DATA RECORDS =

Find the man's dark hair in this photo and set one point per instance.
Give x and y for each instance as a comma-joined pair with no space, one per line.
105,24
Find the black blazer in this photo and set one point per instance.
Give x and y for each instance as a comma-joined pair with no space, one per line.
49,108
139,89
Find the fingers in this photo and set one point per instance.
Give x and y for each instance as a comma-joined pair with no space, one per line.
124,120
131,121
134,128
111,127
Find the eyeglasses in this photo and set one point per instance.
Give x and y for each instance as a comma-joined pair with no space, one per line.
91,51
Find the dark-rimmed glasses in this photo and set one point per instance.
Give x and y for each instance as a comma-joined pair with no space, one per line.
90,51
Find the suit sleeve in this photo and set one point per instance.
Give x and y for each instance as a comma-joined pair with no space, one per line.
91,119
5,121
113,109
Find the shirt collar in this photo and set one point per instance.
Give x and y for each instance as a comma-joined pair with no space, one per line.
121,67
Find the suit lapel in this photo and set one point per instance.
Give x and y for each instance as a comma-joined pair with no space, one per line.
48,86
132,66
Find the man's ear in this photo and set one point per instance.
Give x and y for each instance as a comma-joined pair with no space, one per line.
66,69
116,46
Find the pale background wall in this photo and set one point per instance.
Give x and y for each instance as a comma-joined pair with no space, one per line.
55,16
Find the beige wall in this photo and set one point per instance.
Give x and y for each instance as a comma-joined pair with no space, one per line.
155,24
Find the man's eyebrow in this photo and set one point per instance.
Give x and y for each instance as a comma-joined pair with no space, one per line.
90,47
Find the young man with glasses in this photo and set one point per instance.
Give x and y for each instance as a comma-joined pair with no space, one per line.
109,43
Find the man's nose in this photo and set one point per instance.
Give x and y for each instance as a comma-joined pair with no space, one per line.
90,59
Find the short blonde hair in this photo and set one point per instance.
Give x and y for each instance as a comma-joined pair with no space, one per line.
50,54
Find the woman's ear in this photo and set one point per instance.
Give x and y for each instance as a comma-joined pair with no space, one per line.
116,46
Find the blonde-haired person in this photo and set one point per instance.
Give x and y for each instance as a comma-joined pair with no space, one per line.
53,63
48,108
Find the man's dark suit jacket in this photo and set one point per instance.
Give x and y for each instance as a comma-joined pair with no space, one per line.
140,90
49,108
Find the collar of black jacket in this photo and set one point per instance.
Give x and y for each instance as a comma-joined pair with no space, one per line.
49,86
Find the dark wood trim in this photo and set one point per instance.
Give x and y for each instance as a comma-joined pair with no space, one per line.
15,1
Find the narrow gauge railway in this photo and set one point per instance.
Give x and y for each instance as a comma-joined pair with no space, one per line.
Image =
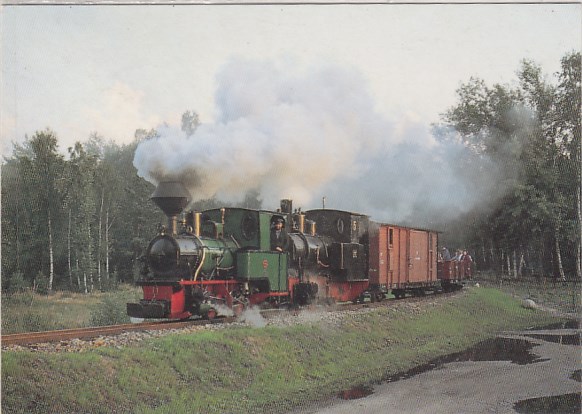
32,338
238,258
28,338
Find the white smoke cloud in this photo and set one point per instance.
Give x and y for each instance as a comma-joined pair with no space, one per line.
304,135
286,134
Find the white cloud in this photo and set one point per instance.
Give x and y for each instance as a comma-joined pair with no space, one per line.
118,112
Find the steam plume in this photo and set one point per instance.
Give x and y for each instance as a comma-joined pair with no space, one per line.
305,135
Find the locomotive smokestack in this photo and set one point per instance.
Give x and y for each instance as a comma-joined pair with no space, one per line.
171,197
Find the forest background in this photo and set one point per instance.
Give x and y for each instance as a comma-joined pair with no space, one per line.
82,222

TASK REQUIREMENTS = Everything in the records above should be printed again exactly, except the pictures.

RESULT FOR THIS EXERCISE =
Find the man's dark hair in this photo and set one point per instance.
Give x and y for each instance as a comma-joined pair with no space, one per line.
105,24
Find the black blazer in this photo and set one point per instance.
Give x and y for each instance as a comma-joined pair with no space, one per line.
49,108
139,89
Find the fingers in this photo and set one point per instance.
Give x and y for each instance as a comma-joined pair with no space, one per line.
124,120
131,121
134,128
111,127
Find the eyeglasses in this photo and set one point per instance.
Give x and y for each instance as a comma-joined pair with no space, one per line.
91,51
Find the dark-rimmed glasses in this photo and set one point per instance.
Give x and y for each instance as a comma-joined pair with no space, one per line.
90,51
Find the suit sleeve in this photo and set one point per instance.
Give x and y for each instance as a comma-joined pair with no space, one per line.
91,119
5,121
113,109
Find the shirt collar in this photo and set one point per instance.
Give x and y for each instance as a comma-joined pair with no space, one per line.
121,67
Find the suit lapel in this photo and set one point per instance.
Give x and y for each instance as a comma-joined pair with no space, one per line.
48,86
132,66
Find the man's ear in this photo and set one point per instance.
Give x and y for each instance as a comma-joined pair with no space, one per line.
66,69
116,46
Find the pale background wall in this photo and set one point per instance.
Give x and y for each instance as a comma-joined pair with no space, one per line.
55,16
Find the beige wall in this photo and set one point per instance.
Give x and y for each instance as a comma-joined pair with no space, one per line.
155,24
Find the man's eyebrow in this photo and set one point per instance.
Give x and y for each instance as a comma-joined pair with no space, one per line.
90,47
Find the young man with glasses in this photo and set one point per instance.
Give x and y for each instance as a comma-joined pair with no space, one per line.
109,43
Find the man's nose in this photo and set one point per instance.
Give x and y for each instance as a comma-joined pair with no space, one per line.
90,59
Find the short blonde hair in this photo and set one point per instance.
Give x and y for each instance as a comma-joined pair with no space, one per line.
50,54
Find the woman's ear in this photo and set one point per instance.
Give x and y for each instance as a comma-joined pair with no space, one per line.
116,46
Find the blonde-haired person in this photo and set one point per instance.
Give x and y for each instance as a comma-joined pair with no space, one per line.
53,63
48,108
Find the man's dark suit jacket in this photo and set one point per instance.
Give x and y for each instance as a comma-joined pair with no space, one per line.
140,90
49,108
Find the collar of black jacket in this photo and set one point per instance.
Give x and y for each instance as a comma-joined pair with no space, one per line.
49,86
Find the dark wood trim in this photo and set one point per instance.
Give x and y for each instance as a comma-joined pair with no space, one per line.
15,1
Find the narrow gauge railway in this photo and set one point per instance.
Give x and y for each instance as a comma-joined pair with no space, one per line.
Image =
32,338
238,258
28,338
Find the white smoke cloud in this photo and set one point per instance.
Give x and y for each instance as a comma-joined pair with no space, one per line.
304,135
286,134
Find the white cloud in this photo and set one point per instance.
Give x and y for each instance as a comma-joined pair with no space, one per line.
118,112
Find the steam plume in this photo and set one point per instance.
Give x and y for each instance as a comma-joined pair with no space, one per line.
305,135
Find the locomotive smokestack in this photo and set one point per instance.
Give x and y for each instance as a comma-joined pair with no space, one per line.
171,197
Find the forest background in this photo and set one point per instance.
Give x and y for each instance as a comma-joined pair with no space, one per line.
82,222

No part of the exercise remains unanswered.